### Source records

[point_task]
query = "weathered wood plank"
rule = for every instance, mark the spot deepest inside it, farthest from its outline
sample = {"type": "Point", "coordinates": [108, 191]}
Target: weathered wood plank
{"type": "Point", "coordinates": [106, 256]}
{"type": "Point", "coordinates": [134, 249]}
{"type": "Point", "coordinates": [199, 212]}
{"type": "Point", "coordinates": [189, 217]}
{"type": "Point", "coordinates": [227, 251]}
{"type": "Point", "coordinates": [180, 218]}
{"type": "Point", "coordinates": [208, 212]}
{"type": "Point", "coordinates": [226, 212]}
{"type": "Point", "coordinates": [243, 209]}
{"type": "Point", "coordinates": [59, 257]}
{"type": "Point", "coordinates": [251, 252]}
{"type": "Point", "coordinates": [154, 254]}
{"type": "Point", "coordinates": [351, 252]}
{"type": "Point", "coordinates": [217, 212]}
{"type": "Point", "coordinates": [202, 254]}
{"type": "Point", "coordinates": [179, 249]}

######

Brief: Set out the data above as a Markdown table with an Index column numbering the rows and an Entry column holding each line. Leave out blank lines.

Answer to this problem:
| Index | Entry |
|---|---|
| 1 | [point_task] |
| 2 | query = "weathered wood plank" |
| 3 | rule = for every instance, mark the spot deepest inside it, farthest from its outline |
| 4 | sample = {"type": "Point", "coordinates": [108, 191]} |
| 5 | Target: weathered wood plank |
| 6 | {"type": "Point", "coordinates": [106, 256]} |
| 7 | {"type": "Point", "coordinates": [134, 249]} |
| 8 | {"type": "Point", "coordinates": [199, 212]} |
| 9 | {"type": "Point", "coordinates": [189, 217]} |
| 10 | {"type": "Point", "coordinates": [227, 251]} |
| 11 | {"type": "Point", "coordinates": [180, 218]} |
| 12 | {"type": "Point", "coordinates": [208, 212]} |
| 13 | {"type": "Point", "coordinates": [226, 212]} |
| 14 | {"type": "Point", "coordinates": [243, 209]} |
| 15 | {"type": "Point", "coordinates": [59, 257]} |
| 16 | {"type": "Point", "coordinates": [251, 252]} |
| 17 | {"type": "Point", "coordinates": [154, 254]} |
| 18 | {"type": "Point", "coordinates": [351, 252]} |
| 19 | {"type": "Point", "coordinates": [217, 212]} |
| 20 | {"type": "Point", "coordinates": [202, 254]} |
| 21 | {"type": "Point", "coordinates": [179, 249]} |